*Text passage*
------

I tried to be articulate about this, but in the end I just wasted 500 words on bullshit that is completely irrelevant to my context and my purpose. I’ve been working on this post forever now, and it’s been insanely difficult because I’m still unpacking everything that’s been going on since April when I started this stupid “diet.”
I put diet in quotes because it’s really not a diet. It’s Ben and I changing the way we eat in a general way for the foreseeable future. Also diets are fucking stupid and no one should do them. Semantics aside, we’ve been avoiding carbs and sugar somewhat successfully since about April when Ben was encouraged to cut them out by our doctor and I tried to eat like him out of solidarity. As a result, I felt constantly sick, tired, foggy-headed, and grumpy.
There were multiple crying fits, one of which happened in the chip aisle of the grocery store. Finally, when I missed a deadline because I was too tired to think straight, I decided to give it up and go back to “normal” eating since that worked so well for me. That just happened to be the same day the doctor told me I should be on the same diet because of my family history of diabetes and my disproportionately high insulin levels.
So I doubled down on getting it right, not just for Ben but for myself, and I have felt extremely conflicted about it ever since. On the one hand, when I eat good balanced veggie and meat focused meals I feel physically well and energized in a way I’m not sure I have ever felt before. On the other hand, those days are rare and every other time I feel gross and angry and morally bad in a way I am all too familiar with.
The reason for my initial constant sickness was that I was severely under-eating. A portion that had enough calories in it before had nowhere near enough without any carbs or sugar. So I’ve had to think a lot about the calorie content in my food, and as a result I’ve started some sort of weird eating habits that remind me a lot of my disordered eating in the past. I eat things out of measuring cups again, I meticulously record everything that goes into my body, and I think about what to eat and what I’ve eaten constantly when not eating.

------

*Work instructions*
Resume the post about cutting out carbs and sugar, picking up right after its last sentence.

*Given data*
------

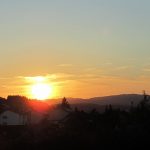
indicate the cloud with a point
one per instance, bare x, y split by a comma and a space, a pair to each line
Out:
65, 65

------

*Reply*
I can’t tell if this is triggering or affirming. All of this is to make sure I’m getting enough food, as opposed to the motivation behind my old habits, but it isn’t really that different. And at it’s core, anorexia and bulimia are about control, rather than limitation, so the idea that I’m trying to control my eating for the first time in 23-odd years is extremely present in my mind.
I tell myself that I won’t always be recording my food, but until I know what I should be eating, I need to have something other than my own extremely biased perspective to go on. This isn’t the first time I’ve recorded food since I started eating again. I recorded my meals for a couple of months while I was working at my old job and trying to figure out why I was so depressed and low-energy all day. It didn’t take long for me to realize that when you’re trapped in a dead-end cube job, you eat high fat high sugar shit just to stay sane, and since I wasn’t about to take my one refuge away, I stopped recording and decided to preserve my mental health in that negative environment.
So, why won’t I make the decision to preserve my mental health over my physical health once again? I might still, this is just something I’m doing right now. But right now is actually a pretty good time for me. I’m finally taking one day a week off work, I’m pretty steady with contracts and jobs, and I live somewhere I love and where I am happy. If there’s such a thing as peak mental health for me, this is it. Sad but true. I just got off two back to back stints throwing my mental health in the toilet for my businesses, I might as well keep the streak going by doing it for my physical well-being next.
But that isn’t something to take lightly. I feel like a failure every day. Something so basic and essential as feeding myself eludes me. Since June 4 when I started recording my food, I have eaten enough calories only four non-consecutive days. And that’s usually because I broke down and ate something full of sugar and carbs. Most days I barely break a third, and there is a really strong urge to watch that number get smaller instead of bigger. I’m hungry almost constantly and I seem to have two emotions: cold rage and Alzheimer’s. I think about food from the moment I wake up until the moment I go to sleep and sometimes I wake up in the middle of the night because I am so damn hungry. If I don’t eat right or the right amount, I feel sick and it’s really difficult to convince myself to eat something once this starts to kick in.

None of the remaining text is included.